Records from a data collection
------------------------------------

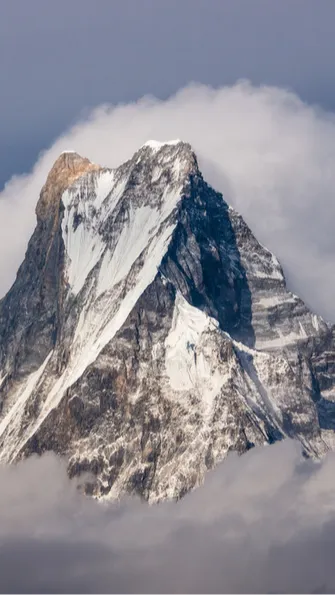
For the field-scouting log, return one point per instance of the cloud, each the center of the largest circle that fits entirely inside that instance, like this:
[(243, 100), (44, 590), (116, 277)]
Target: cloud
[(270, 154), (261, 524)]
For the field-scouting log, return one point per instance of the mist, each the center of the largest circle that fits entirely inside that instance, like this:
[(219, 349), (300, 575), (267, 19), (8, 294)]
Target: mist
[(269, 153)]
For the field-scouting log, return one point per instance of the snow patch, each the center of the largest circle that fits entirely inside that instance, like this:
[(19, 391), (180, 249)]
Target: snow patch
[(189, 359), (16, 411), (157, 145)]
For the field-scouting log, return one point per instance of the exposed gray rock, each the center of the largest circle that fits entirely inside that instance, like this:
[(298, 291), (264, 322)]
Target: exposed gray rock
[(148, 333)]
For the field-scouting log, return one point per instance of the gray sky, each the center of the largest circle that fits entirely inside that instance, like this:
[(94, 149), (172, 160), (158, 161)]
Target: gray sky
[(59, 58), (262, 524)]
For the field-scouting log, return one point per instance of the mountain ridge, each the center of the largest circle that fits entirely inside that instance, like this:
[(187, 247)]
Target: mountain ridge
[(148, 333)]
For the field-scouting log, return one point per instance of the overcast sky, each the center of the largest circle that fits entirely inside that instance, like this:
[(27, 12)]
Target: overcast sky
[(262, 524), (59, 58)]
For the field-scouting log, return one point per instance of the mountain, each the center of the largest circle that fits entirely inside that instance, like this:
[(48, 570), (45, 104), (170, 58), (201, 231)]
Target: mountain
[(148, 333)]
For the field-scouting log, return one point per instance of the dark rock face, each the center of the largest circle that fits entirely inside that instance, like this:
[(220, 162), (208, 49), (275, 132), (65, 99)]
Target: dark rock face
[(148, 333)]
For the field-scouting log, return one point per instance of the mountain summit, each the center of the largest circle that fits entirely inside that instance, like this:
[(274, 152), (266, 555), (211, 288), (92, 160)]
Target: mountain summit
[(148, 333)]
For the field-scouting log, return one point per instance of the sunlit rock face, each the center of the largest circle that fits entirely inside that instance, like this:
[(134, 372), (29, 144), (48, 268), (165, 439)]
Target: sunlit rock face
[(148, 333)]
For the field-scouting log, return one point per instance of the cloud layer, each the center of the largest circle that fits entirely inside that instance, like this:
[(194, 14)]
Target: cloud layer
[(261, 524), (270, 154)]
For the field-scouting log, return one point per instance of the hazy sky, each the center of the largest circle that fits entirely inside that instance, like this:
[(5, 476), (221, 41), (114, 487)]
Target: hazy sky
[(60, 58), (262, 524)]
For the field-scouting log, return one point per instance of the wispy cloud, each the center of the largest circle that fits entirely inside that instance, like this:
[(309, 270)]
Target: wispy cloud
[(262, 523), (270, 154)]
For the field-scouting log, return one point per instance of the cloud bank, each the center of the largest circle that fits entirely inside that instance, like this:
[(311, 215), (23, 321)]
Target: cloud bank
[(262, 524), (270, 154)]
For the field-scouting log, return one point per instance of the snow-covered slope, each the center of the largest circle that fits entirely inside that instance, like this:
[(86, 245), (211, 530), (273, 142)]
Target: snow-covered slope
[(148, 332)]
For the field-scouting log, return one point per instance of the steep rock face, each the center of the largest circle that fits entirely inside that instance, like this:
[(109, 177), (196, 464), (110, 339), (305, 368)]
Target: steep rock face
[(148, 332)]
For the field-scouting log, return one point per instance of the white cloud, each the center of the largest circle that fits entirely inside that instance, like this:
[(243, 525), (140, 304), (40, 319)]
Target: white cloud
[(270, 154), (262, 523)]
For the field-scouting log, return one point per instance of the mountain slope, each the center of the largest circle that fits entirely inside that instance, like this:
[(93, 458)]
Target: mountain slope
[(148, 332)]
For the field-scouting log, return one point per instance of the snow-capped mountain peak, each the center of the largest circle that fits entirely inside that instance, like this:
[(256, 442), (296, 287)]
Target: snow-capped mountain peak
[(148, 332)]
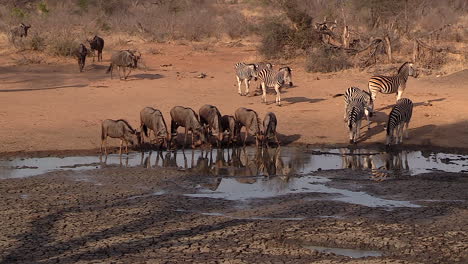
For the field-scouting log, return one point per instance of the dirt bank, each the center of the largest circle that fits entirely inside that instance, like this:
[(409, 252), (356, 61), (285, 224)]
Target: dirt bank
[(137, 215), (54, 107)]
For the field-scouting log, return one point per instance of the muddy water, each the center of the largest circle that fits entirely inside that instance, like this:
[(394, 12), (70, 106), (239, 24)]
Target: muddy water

------------------------------------

Directions: Drop the images and transcribe the entries above exactly.

Exercise solution:
For the field-scouting log, return one point per instance of the cloud, each the center of the largest circle that fits entirely inside that instance, like this:
[(243, 100), (44, 590), (116, 277)]
Target: cloud
[(270, 154), (261, 524)]
For the field-scouting log, return one point per instance of the mist, each the center of the largest circle that fits entirely inside that instance, like this:
[(219, 349), (300, 575), (267, 19), (8, 294)]
Target: mist
[(269, 153)]
For the field-scouting log, return one point per instance of the snow patch, each the center of the largest circle that fits entirely inside that instance, like this:
[(19, 391), (180, 249)]
Target: snow patch
[(189, 359), (16, 411), (157, 145)]
For the field-scouting log, return one point per instance of the exposed gray rock, each the center of the largest circle that fits entirely inside that instance, like this:
[(298, 291), (264, 322)]
Target: exposed gray rock
[(148, 333)]
For the field-scouting log, return one point per instance of the gray sky, each the center of the largest circle that fits entirely inside that instance, like this:
[(94, 149), (172, 160), (158, 161)]
Target: gray sky
[(59, 58), (262, 524)]
For the field-scouting log, return one point per instance of the mountain ridge, each the center of the largest circle that fits entirely inside that instance, like this:
[(187, 247)]
Target: mountain ridge
[(148, 333)]
For the field-scouting log, return one point per instance of the overcast sky, each the center of the largest circle that fits entirely inside that instance, like this:
[(27, 12)]
Target: overcast sky
[(262, 524), (59, 58)]
For the field-scouting log, return one point per instance of the mountain, each the center of the largest circle that fits entirely inside that instance, like this:
[(48, 570), (45, 104), (170, 58), (201, 231)]
Target: mountain
[(148, 333)]
For the field-scouting log, return one point per instance of the dark rock face, each the center of the largest circle that fits entirely inside that instance, like this:
[(220, 162), (208, 49), (275, 132), (65, 99)]
Target: dark rock face
[(148, 333)]
For the field-scouting log, return one point per instance of the mountain summit, each the center of the largest circle that fits entirely inside that instance, like this:
[(274, 152), (266, 555), (211, 288), (92, 160)]
Target: mountain summit
[(148, 333)]
For the field-scouting log, return one point per instance of the sunlit rock face, each the center of the largest circle that fits entirely inside that instance, like this:
[(134, 372), (29, 144), (48, 268), (165, 439)]
Target: sunlit rock face
[(148, 333)]
For the field-scouting log, return one point per instance of the cloud layer, each the center of the largest circle that fits entirely inside that instance, like this:
[(194, 14)]
Target: cloud layer
[(261, 524), (270, 154)]
For the field-scouting log, return one point per instance of the hazy sky, each the center of the largest circle that fits entirely inside that instance, like this:
[(5, 476), (221, 41), (114, 487)]
Target: hazy sky
[(60, 58), (262, 524)]
For the field-scouting log, return one point per instance of the wispy cloud, each the center of the largest circle that fits entirely inside that instance, like this:
[(309, 270)]
Target: wispy cloud
[(262, 523), (270, 154)]
For the field-scouting log, return one point per instance of the cloud bank, each the center of the largest circle that fits entirely inside that instance, like this:
[(311, 215), (23, 321)]
Target: cloud bank
[(262, 524), (270, 154)]
For the field-scouting log, return one point per instance of the snow-covered slope, each the center of the largest circle that fits entirely inside that instance, like this:
[(86, 245), (211, 530), (273, 142)]
Target: snow-covered slope
[(148, 332)]
For the field-scouting log, return one point per instance of the steep rock face, each the center of the largest circle that fits entirely inside that instance, like this:
[(109, 177), (196, 464), (110, 339), (305, 368)]
Target: steep rock face
[(148, 332)]
For the field-scouting log, return one point per instance of the white cloud, each the center of the largest circle that fits entirely inside that instance, like this:
[(243, 525), (140, 304), (40, 319)]
Target: white cloud
[(270, 154), (262, 523)]
For the field-scouting log, return one point per instance of the mountain slope, each the center of the largest circle that fits entirely inside that instance, like this:
[(93, 458)]
Target: mountain slope
[(148, 332)]
For the field-scouting log, return one point per instance of the snow-capped mountain peak, each the center of the largest circle that fits entirely inside that instance, like this:
[(256, 442), (296, 287)]
Target: snow-capped mountain peak
[(148, 332)]
For the field-scouting log, return one point per instance of the dirt bank, each the center of the largest circle that fits entirely inside that instance, like this:
[(409, 252), (356, 61), (285, 224)]
Target: dirt bank
[(137, 215), (54, 107)]
For the field-scouting log, return one point per instance of the muddy water, each the center of the largest circle that fits entirely inside that instance, like this:
[(394, 12), (70, 106), (239, 24)]
Target: muddy water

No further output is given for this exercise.